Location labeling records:

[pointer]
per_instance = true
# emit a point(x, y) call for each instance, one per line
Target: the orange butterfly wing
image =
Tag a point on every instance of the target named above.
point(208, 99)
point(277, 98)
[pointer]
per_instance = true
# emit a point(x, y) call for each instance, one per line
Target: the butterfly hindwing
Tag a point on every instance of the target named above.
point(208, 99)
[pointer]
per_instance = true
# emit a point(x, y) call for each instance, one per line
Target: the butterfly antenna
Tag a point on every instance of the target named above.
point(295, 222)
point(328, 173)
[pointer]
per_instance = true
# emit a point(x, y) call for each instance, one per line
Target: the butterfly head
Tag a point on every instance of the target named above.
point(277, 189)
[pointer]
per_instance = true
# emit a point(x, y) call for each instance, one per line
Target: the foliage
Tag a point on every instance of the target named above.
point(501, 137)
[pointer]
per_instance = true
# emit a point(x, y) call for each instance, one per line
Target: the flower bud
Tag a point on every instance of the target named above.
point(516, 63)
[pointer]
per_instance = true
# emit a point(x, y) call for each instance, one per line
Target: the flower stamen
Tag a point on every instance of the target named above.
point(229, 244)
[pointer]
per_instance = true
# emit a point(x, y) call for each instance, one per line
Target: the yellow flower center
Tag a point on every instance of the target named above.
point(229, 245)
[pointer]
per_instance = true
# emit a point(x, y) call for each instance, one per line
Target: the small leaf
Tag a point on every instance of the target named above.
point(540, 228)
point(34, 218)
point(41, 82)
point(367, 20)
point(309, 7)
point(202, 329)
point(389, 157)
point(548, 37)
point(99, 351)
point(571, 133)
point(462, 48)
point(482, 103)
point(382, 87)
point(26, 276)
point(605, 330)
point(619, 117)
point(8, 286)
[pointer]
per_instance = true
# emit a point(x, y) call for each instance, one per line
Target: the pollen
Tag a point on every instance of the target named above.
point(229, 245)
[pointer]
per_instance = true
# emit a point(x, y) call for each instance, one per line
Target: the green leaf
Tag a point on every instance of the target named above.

◆ **PROBLEM STATEMENT**: From the first line to the last, retype the data exactly.

◆ **FINISHED EXERCISE**:
[pointer]
per_instance = true
# emit a point(x, y) call for each instance, one per line
Target: the orange butterfly wing
image =
Tag a point on every instance of the target named above.
point(208, 99)
point(277, 98)
[pointer]
per_instance = true
# emit a point(x, y) call for each instance, one per line
Target: the butterfly hindwing
Tag a point on every instance of the target named above.
point(208, 99)
[pointer]
per_instance = true
# emit a point(x, y) call for each instance, one per line
Target: the butterfly antenna
Tag a point on every instance of the target named above.
point(295, 222)
point(328, 173)
[pointer]
per_instance = true
# emit a point(x, y) call for each instance, one per line
Target: the butterfly head
Tag a point on every instance of the target named above.
point(277, 189)
[pointer]
per_instance = true
# emit a point(x, y) call for each instance, one per line
Target: the foliage
Tag a point on every instance of the target named above.
point(501, 137)
[pointer]
per_instance = true
# emit a point(x, y) call for each instance, one per line
Target: the flower bud
Tag a point on every instance of the target named above.
point(516, 63)
[pointer]
per_instance = true
# emit a point(x, y) call for each instance, one per line
Target: the flower stamen
Tag a point on every instance of the target named above.
point(229, 244)
[pointer]
per_instance = true
# emit a point(x, y) call for each instance, one per line
Target: the yellow flower center
Tag a point on every instance of the target named above.
point(229, 245)
[pointer]
per_instance = true
# emit a point(x, y) call for each instance, one per line
Target: the small leaf
Tag a point on every instance of the target named above.
point(540, 228)
point(34, 218)
point(41, 82)
point(367, 20)
point(309, 7)
point(202, 329)
point(389, 157)
point(548, 37)
point(99, 351)
point(571, 133)
point(462, 48)
point(482, 103)
point(382, 87)
point(26, 276)
point(605, 330)
point(619, 117)
point(8, 286)
[pointer]
per_instance = true
# emit a point(x, y) call for each instance, one per line
Target: the pollen
Tag a point on every instance of the target named above.
point(229, 245)
[pointer]
per_instance = true
# emit a point(x, y) call for each instance, one per line
Target: the green leaf
Tag a point on every instance of the target named above.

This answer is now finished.